▶ [Task]: Only those lines running from the line that contains "# point at: the dog's open" through the end of the material are to be written out, each exactly as shown.

▶ [Raw data]:
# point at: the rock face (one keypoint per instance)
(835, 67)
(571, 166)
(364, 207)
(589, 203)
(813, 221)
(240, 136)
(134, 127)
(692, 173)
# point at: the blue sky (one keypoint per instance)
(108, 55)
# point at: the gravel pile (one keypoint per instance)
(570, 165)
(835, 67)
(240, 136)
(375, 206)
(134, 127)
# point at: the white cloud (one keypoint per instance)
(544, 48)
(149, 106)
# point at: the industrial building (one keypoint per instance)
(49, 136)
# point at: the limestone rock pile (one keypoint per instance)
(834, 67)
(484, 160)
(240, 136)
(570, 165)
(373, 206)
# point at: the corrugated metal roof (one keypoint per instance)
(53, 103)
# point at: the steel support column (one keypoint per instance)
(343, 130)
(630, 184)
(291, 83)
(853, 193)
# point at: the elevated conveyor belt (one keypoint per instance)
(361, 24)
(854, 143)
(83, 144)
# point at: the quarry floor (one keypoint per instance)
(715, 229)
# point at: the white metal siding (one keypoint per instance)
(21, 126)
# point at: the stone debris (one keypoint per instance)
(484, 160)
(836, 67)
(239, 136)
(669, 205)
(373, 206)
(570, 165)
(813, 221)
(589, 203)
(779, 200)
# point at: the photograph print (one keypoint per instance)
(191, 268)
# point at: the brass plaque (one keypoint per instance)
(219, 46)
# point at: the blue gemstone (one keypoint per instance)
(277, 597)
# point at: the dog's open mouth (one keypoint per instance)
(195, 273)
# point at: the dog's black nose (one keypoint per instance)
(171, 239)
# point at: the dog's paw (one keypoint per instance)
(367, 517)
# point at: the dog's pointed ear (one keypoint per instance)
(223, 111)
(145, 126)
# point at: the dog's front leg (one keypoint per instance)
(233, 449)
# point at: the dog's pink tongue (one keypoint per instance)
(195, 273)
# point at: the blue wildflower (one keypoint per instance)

▶ [Result for this exercise]:
# point at: the dog's open mouth (one keypoint per instance)
(195, 273)
# point at: the dog's black nose (one keypoint per instance)
(171, 239)
# point at: the dog's paw (one keypoint per instance)
(367, 517)
# point at: the dog's pointed ear (one keypoint per instance)
(223, 111)
(145, 126)
# point at: the dog's front leg (one keypoint per instance)
(233, 449)
# point at: the dog's pink tongue (one keypoint per instance)
(195, 273)
# point at: the blue wildflower (one keypoint per instance)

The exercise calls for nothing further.